◆ Given instruction:
Return the records exactly as they are.

◆ Record list:
--*--

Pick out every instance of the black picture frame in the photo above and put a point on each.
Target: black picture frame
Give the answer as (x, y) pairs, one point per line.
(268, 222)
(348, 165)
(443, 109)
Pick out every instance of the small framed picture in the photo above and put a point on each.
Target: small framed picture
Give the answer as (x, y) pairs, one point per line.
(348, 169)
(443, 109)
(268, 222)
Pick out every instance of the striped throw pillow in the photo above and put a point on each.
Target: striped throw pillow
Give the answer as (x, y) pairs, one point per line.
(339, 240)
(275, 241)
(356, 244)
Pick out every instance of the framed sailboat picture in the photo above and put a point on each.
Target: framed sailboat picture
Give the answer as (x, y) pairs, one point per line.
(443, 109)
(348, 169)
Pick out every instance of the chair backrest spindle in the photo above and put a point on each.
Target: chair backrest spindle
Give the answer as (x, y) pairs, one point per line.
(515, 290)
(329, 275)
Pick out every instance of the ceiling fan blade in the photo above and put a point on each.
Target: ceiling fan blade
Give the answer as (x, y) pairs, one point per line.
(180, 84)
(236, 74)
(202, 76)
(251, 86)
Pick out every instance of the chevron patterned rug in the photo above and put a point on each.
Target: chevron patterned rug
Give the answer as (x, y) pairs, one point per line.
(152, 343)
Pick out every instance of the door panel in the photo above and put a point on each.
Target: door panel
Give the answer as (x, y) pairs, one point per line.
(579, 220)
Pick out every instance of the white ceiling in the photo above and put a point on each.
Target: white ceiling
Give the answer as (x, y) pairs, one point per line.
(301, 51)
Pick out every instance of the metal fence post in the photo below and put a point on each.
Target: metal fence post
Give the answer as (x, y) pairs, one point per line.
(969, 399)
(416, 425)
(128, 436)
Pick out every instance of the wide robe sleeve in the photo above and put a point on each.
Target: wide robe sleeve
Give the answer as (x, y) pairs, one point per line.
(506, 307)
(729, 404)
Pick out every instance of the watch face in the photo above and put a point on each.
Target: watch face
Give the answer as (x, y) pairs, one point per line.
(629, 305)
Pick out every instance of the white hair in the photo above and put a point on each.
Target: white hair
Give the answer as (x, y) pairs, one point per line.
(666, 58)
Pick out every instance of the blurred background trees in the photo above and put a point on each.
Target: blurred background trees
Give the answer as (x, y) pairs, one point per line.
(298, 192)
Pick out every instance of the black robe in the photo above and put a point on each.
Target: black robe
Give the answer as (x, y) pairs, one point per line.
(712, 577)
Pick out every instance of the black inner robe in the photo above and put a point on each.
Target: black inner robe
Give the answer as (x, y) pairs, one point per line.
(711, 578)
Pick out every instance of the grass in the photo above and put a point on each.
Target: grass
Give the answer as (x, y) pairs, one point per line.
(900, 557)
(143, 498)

--*--

◆ Right answer:
Pick out every instance of the black picture frame in the photo above and put a point on each.
Target: black picture frame
Give the answer as (x, y) pairs, one point per line.
(268, 222)
(348, 165)
(443, 109)
Pick out every instance of the small framed picture in the photo above and put a point on each.
Target: small framed picture
Give the answer as (x, y) pairs, one point per line.
(348, 169)
(443, 109)
(268, 222)
Pick out every instance of the striped throw pillow in the photo above and put a point on each.
Target: striped throw pillow
Give the answer as (x, y) pairs, one point per line.
(339, 240)
(275, 241)
(356, 244)
Pick out every instance of the framed sailboat picture in the photo above and put a point on each.
Target: framed sailboat picture
Give the answer as (x, y) pairs, one point per line.
(443, 109)
(348, 169)
Pick out every instance of the chair backrest spindle in the photo above and put a point on each.
Target: chair backrest spindle
Give the answer as (x, y) pairs, one point per line.
(515, 290)
(329, 275)
Pick out every instance of the ceiling fan blade in the photo above and put a point on each.
Target: ceiling fan blade
Give the answer as (x, y) pairs, one point per line.
(180, 84)
(236, 74)
(202, 76)
(251, 86)
Pick out every instance of the chevron patterned rug in the photo above and put a point on each.
Target: chevron patterned rug
Give the answer as (x, y) pairs, one point per line.
(152, 343)
Pick out every instance of the door panel in the photo above and put a point on each.
Target: door panel
Give the answer as (x, y) pairs, one point per line.
(579, 220)
Pick out every instance of the white ceiling in the photo above and put a point on each.
Target: white ceiling
Give the answer as (x, y) pairs, one point per line.
(301, 51)
Pick out every instance of the metal fence post in the photo below and put a point on each.
Target: metal fence post
Give the answer as (x, y) pairs, one point per line.
(969, 399)
(416, 425)
(128, 436)
Pick out every instance of the wide robe sleeve in the photo above and put a point on each.
Target: wide robe sleeve
Give the answer as (x, y) pairs, one point per line.
(506, 307)
(729, 404)
Pick out every instance of the watch face in the photo above and put a point on each.
Target: watch face
Give the answer as (x, y) pairs, one point per line.
(629, 305)
Pick out every instance of the white hair in the photo above and put a point on each.
Target: white hair
Give the answer as (x, y) pairs, one point per line.
(666, 58)
Pick out every instance of the blurred background trees in the photo above and put a point on each.
Target: blurred background trees
Give the answer as (x, y) pairs, one point per line.
(298, 192)
Pick out every instance of the black robe in the photo above and put a point on each.
Target: black robe
Give the answer as (x, y) pairs, one point per line.
(712, 577)
Pick out every instance of the black inner robe in the photo above and put a point on each.
Target: black inner robe
Give the answer as (x, y) pairs, one point per line.
(711, 578)
Pick out every instance of the grass in the photo above and put a point on each.
Target: grass
Give the answer as (x, y) pairs, one point per line.
(900, 557)
(143, 498)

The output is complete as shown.